**BRIEF:**
Write out the court judgment heading from "Counsel for the Applicant: Ms Latif" up to and including "2016 be dismissed.", copying it word for word.

ACE15 v Minister for Immigration

Case

[2016] FCCA 2939

25 November 2016


FEDERAL CIRCUIT COURT OF AUSTRALIA

ACE15 v MINISTER FOR IMMIGRATION & ANOR [2016] FCCA 2939
Catchwords:
MIGRATION – Application for Judicial review – whether Tribunal failed to consider a claim expressly made or clearly arising – whether the Tribunal failed to assess if the applicant was at risk of serious or significant harm – application dismissed.

Legislation:

Migration Act 1958 (Cth), s.425(1)

Cases cited:

BEV15 v Minister for Immigration and Border Protection [2016] FCA 507 NABE v Minister for Immigration & Multicultural & Indigenous Affairs (No 2) 144 FCR 1
NAVK v Minister for Immigration and Multicultural and Indigenous Affairs [2004] FCA 1695

SZBEL v Minister for Immigration and Multicultural and Indigenous Affairs (2006) 228 CLR 152

Applicant: ACE15
First Respondent: MINISTER FOR IMMIGRATION & BORDER PROTECTION
Second Respondent: ADMINISTRATIVE APPEALS TRIBUNAL
File Number: MLG 396 of 2015
Judgment of: Judge McNab
Hearing date: 29 September 2016
Date of Last Submission: 29 September 2016
Delivered at: Melbourne
Delivered on: 25 November 2016

REPRESENTATION

Counsel for the Applicant: Ms Latif
Solicitors for the Applicant: Victoria Legal Aid
Counsel for the Respondents: Ms Lucas
Solicitors for the Respondents: Australian Government Solicitor

ORDERS

  1. The application filed 3 March 2015 and the amended application filed on 24 June 2016 be dismissed.

[A few records]
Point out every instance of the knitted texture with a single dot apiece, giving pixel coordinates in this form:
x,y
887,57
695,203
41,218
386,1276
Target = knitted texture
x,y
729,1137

**SOLUTION FOR THIS TASK:**
Counsel for the Applicant: Ms Latif
Solicitors for the Applicant: Victoria Legal Aid
Counsel for the Respondents: Ms Lucas
Solicitors for the Respondents: Australian Government Solicitor

ORDERS

  1. The application filed 3 March 2015 and the amended application filed on 24 June 2016 be dismissed.